Data supplied:
○ ○ ○ ○ ○
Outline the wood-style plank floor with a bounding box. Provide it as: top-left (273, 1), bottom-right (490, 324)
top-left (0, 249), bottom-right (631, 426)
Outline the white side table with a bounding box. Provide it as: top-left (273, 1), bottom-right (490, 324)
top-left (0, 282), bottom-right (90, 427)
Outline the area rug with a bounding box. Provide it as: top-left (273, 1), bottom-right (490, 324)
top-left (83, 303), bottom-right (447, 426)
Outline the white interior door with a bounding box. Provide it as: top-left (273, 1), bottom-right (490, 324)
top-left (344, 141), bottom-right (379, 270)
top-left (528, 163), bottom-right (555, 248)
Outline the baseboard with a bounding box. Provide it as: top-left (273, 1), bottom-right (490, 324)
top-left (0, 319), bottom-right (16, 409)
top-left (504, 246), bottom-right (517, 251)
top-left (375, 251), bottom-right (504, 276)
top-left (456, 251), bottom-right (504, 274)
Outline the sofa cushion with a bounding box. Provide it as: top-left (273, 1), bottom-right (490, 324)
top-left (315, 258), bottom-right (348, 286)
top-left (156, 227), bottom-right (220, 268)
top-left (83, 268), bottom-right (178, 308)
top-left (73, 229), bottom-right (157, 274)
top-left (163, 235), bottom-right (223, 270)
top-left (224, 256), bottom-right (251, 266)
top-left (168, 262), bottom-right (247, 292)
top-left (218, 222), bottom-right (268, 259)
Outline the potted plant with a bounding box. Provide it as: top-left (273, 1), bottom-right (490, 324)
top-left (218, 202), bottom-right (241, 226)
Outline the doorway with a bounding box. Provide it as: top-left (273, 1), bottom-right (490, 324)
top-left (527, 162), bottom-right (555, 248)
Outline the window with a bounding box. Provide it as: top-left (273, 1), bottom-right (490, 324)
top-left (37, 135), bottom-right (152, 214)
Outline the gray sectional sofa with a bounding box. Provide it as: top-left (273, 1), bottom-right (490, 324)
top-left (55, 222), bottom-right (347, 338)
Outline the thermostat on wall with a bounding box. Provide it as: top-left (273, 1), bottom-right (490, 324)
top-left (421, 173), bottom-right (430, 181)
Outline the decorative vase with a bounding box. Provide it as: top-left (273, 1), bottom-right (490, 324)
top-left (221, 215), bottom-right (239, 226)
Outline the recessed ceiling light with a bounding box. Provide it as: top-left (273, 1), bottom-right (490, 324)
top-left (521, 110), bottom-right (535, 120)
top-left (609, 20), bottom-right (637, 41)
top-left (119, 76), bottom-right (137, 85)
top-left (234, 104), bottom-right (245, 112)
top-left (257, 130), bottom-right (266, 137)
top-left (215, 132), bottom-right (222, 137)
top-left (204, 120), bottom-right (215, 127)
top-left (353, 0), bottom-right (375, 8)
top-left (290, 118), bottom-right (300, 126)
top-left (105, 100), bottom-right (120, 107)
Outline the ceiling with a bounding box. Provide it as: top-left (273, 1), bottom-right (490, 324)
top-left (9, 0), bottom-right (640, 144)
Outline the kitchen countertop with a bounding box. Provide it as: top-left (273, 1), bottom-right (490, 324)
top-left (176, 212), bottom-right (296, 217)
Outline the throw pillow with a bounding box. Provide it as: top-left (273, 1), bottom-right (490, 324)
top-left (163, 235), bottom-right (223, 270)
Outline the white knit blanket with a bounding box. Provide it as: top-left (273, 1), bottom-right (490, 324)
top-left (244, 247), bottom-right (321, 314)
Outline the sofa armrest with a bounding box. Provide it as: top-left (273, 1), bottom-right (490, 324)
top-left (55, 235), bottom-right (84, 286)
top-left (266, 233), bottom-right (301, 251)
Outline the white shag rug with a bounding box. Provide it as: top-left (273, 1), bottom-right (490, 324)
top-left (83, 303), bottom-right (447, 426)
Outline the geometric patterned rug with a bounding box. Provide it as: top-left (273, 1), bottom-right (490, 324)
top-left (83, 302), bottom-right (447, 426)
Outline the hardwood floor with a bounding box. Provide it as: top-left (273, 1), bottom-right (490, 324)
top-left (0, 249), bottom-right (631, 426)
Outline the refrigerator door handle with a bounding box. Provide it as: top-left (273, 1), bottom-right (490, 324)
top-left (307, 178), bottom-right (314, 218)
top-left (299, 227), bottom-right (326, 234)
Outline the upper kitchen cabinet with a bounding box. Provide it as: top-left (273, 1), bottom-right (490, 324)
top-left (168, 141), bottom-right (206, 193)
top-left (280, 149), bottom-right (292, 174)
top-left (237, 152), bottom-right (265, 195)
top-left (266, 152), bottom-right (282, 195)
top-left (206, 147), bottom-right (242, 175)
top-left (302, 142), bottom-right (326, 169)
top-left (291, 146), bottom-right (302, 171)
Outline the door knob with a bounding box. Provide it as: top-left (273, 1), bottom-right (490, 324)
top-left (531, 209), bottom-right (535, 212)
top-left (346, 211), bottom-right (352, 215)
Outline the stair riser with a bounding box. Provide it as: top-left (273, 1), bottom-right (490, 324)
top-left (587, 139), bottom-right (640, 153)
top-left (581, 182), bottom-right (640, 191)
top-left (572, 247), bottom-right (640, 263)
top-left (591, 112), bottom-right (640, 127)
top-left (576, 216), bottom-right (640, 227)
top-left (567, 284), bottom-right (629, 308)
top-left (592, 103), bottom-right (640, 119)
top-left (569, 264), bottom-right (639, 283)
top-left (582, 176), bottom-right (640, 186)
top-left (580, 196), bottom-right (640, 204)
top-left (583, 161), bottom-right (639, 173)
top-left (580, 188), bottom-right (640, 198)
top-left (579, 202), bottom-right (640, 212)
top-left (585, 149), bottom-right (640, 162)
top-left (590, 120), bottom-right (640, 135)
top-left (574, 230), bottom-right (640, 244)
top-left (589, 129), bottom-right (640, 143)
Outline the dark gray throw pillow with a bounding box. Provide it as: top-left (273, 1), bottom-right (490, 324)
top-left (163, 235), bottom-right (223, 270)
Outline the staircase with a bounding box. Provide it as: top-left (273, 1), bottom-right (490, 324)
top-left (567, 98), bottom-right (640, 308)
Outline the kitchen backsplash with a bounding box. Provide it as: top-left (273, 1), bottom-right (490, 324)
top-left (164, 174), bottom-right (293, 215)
○ ○ ○ ○ ○
Your assignment:
Reproduce every record above exactly as it is written.

Result for this task:
Outline the wood-style plank floor with a bounding box. Provide it as: top-left (273, 1), bottom-right (490, 324)
top-left (0, 249), bottom-right (631, 426)
Outline the white side table with a bounding box. Provide it as: top-left (273, 1), bottom-right (490, 324)
top-left (0, 282), bottom-right (90, 427)
Outline the area rug with a bounding box. Provide it as: top-left (273, 1), bottom-right (490, 324)
top-left (83, 303), bottom-right (447, 426)
Outline the white interior door with a bounding box. Provide it as: top-left (273, 1), bottom-right (490, 324)
top-left (344, 141), bottom-right (379, 270)
top-left (528, 163), bottom-right (555, 248)
Outline the baseboard with a bounding box. Provide it as: top-left (273, 1), bottom-right (490, 324)
top-left (0, 319), bottom-right (16, 409)
top-left (504, 246), bottom-right (517, 251)
top-left (375, 251), bottom-right (504, 276)
top-left (456, 251), bottom-right (504, 274)
Outline the sofa cushion with a bounding box. Provide it as: top-left (273, 1), bottom-right (490, 324)
top-left (315, 258), bottom-right (348, 286)
top-left (156, 227), bottom-right (220, 268)
top-left (83, 268), bottom-right (178, 308)
top-left (73, 229), bottom-right (157, 274)
top-left (163, 235), bottom-right (223, 270)
top-left (224, 256), bottom-right (251, 266)
top-left (168, 262), bottom-right (247, 292)
top-left (218, 222), bottom-right (268, 259)
Outline the potted plant with a bounding box. Provide it as: top-left (273, 1), bottom-right (490, 324)
top-left (218, 202), bottom-right (241, 226)
Outline the doorway with a bounding box. Provide it as: top-left (273, 1), bottom-right (490, 324)
top-left (527, 162), bottom-right (555, 248)
Outline the window with a bounding box. Provide it as: top-left (273, 1), bottom-right (490, 324)
top-left (37, 135), bottom-right (152, 214)
Outline the gray sectional sofa with a bounding box. Provide it as: top-left (273, 1), bottom-right (490, 324)
top-left (55, 222), bottom-right (347, 338)
Outline the thermostat on wall with a bounding box. Provide it as: top-left (273, 1), bottom-right (490, 324)
top-left (421, 173), bottom-right (430, 181)
Outline the decorative vase with a bounding box. Provide it as: top-left (273, 1), bottom-right (490, 324)
top-left (221, 215), bottom-right (239, 226)
Outline the recessed ceiling light with a bounding box. Provide it as: top-left (273, 1), bottom-right (490, 324)
top-left (521, 110), bottom-right (535, 120)
top-left (609, 20), bottom-right (637, 41)
top-left (119, 76), bottom-right (137, 85)
top-left (234, 104), bottom-right (245, 112)
top-left (257, 130), bottom-right (266, 137)
top-left (215, 132), bottom-right (222, 137)
top-left (204, 120), bottom-right (215, 127)
top-left (353, 0), bottom-right (375, 8)
top-left (290, 118), bottom-right (300, 126)
top-left (105, 100), bottom-right (120, 107)
Outline the ceiling with a bounding box. Provide it as: top-left (273, 1), bottom-right (490, 324)
top-left (9, 0), bottom-right (640, 144)
Outline the kitchen countertop with a bounding box. Provide it as: top-left (273, 1), bottom-right (490, 324)
top-left (176, 212), bottom-right (296, 217)
Outline the throw pillow with a bounding box. Provide it as: top-left (273, 1), bottom-right (490, 324)
top-left (163, 235), bottom-right (223, 270)
Outline the white knit blanket with a bounding box. Provide it as: top-left (273, 1), bottom-right (490, 324)
top-left (244, 247), bottom-right (321, 314)
Outline the sofa armrest with a bounding box. Provide it as: top-left (273, 1), bottom-right (490, 324)
top-left (55, 235), bottom-right (84, 286)
top-left (266, 233), bottom-right (301, 251)
Outline the white shag rug with a bounding box. Provide it as: top-left (273, 1), bottom-right (490, 324)
top-left (83, 303), bottom-right (447, 426)
Outline the geometric patterned rug with a bounding box. Provide it as: top-left (273, 1), bottom-right (490, 324)
top-left (83, 302), bottom-right (447, 426)
Outline the hardwood floor with a bounding box. Provide it as: top-left (273, 1), bottom-right (490, 324)
top-left (0, 249), bottom-right (631, 426)
Outline the refrigerator door handle with a bounding box. Provide it as: top-left (273, 1), bottom-right (490, 324)
top-left (307, 178), bottom-right (314, 218)
top-left (299, 227), bottom-right (326, 234)
Outline the upper kitchen cabinet with a bounding box. Provide it as: top-left (273, 1), bottom-right (490, 324)
top-left (168, 141), bottom-right (206, 193)
top-left (280, 149), bottom-right (292, 174)
top-left (237, 152), bottom-right (265, 195)
top-left (266, 152), bottom-right (282, 195)
top-left (206, 147), bottom-right (242, 175)
top-left (302, 142), bottom-right (326, 169)
top-left (291, 146), bottom-right (302, 171)
Outline the door knob with a bounding box. Provide it as: top-left (273, 1), bottom-right (490, 324)
top-left (531, 209), bottom-right (535, 212)
top-left (346, 211), bottom-right (352, 215)
Outline the stair riser with a bounding box. Provide it as: top-left (273, 1), bottom-right (490, 324)
top-left (587, 139), bottom-right (640, 153)
top-left (581, 182), bottom-right (640, 191)
top-left (572, 247), bottom-right (640, 263)
top-left (591, 112), bottom-right (640, 127)
top-left (576, 216), bottom-right (640, 227)
top-left (567, 284), bottom-right (629, 308)
top-left (592, 103), bottom-right (640, 119)
top-left (569, 264), bottom-right (639, 283)
top-left (582, 176), bottom-right (640, 186)
top-left (580, 196), bottom-right (640, 204)
top-left (583, 161), bottom-right (639, 173)
top-left (580, 188), bottom-right (640, 198)
top-left (579, 202), bottom-right (640, 212)
top-left (585, 149), bottom-right (640, 162)
top-left (590, 120), bottom-right (640, 135)
top-left (574, 230), bottom-right (640, 244)
top-left (589, 129), bottom-right (640, 143)
Outline the dark gray throw pillow with a bounding box. Provide it as: top-left (273, 1), bottom-right (490, 324)
top-left (163, 235), bottom-right (223, 270)
Outline the staircase with a bounding box. Provide it as: top-left (273, 1), bottom-right (490, 324)
top-left (567, 98), bottom-right (640, 308)
Outline the kitchen backsplash with a bounding box. Provide it as: top-left (273, 1), bottom-right (490, 324)
top-left (164, 174), bottom-right (293, 215)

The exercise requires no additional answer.